◆ Source passage:
________________
Consider the idea of "open source accounting". Here's the idea in more detail
and how to facilitate it.

Open source needs the ability to apply for, receive, and manage grant funds.
The management is key. With grant funds a lot of open source software can
afford to devote more resources to higher quality output.

Find someone with money who wants to change the software world.

Form a non-profit organization to manage grant funds.

Set up an office with, say 3, accountants. With overhead, I estimate it at
about 1/3 Million per accountant, so 1 million per year.

Get the money source to allocate, say 10 million, in "seed funding". This
would be broken into 200 50k grants or even more smaller grants.

Contact open source firms, like Red Hat, Canonical (Ubuntu), the Open Source
foundation, etc. Get them to advertise the grant organization and kick in some
of the 10Mil funding. That way the "seed" funder does not have to actually
show up with the full amount.

Sponsor a "Useless-S-Grant" conference where people who attend bring their
projects, their grant applications, and report results. Set up a USG journal
to record reports. Let conference attendies vote on which grants should be
funded.

Require projects to have realistic criteria, such as a commitment to develop
some coordinated work (e.g. a Jupyter interface), or a new facility (move
their software to an app), reduce their bug list by half, etc. That is, grant
funding needs a REALISTIC grant proposal with known criteria.

Require projects to have a github account. In fact, get Github to be one of
the sponsoring organizations. Or sourceforge, or GNU.
________________
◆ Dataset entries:
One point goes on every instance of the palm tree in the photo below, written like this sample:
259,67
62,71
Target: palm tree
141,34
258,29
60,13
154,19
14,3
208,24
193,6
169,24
________________
◆ Challenges:
a: Pick out each line in the rows that contains the string "tree", and copy those lines.
b: Carry on the passage on open source grant funding from the point where it ends.
These rows bear no relation to the passage on open source grant funding.

◆ Written responses:
a:
One point goes on every instance of the palm tree in the photo below, written like this sample:
Target: palm tree

b:
Require projects to submit progress reports and give an end-of-grant year talk
at the Useless conference.

Have companies give grants (aka pay for, with accounting) for fixing specific
issues with an open source project. They might, for example, want the project
port to their platform, include a specific feature, or fix a specific bug.

Limit, track, and require receipts for all funds in motion. Handle things like
tax reporting. Limit grants to pay for conference attendence, travel,
hardware, cloud costs, but NOT salary. But allocate "minimum grants" (e.g.
$500 / $1000) to registered students (similar to Google's Summer of Code
grants).

Put pressure on large companies (IBM uses Linux in its Z-series, for example)
that use open source to support the Useless organization.

Find someone who understands the open source money landscape for advice. I
recommend William Stein of the SAGE project. We have had several discussions
about money. He left a University position to try to save his project once he
could not get grants anymore.

The net effect is that open source software would have a well-known funding
source. Projects with grants get publicity which means more people will want
to associate with them. Real progress can be tracked and measured.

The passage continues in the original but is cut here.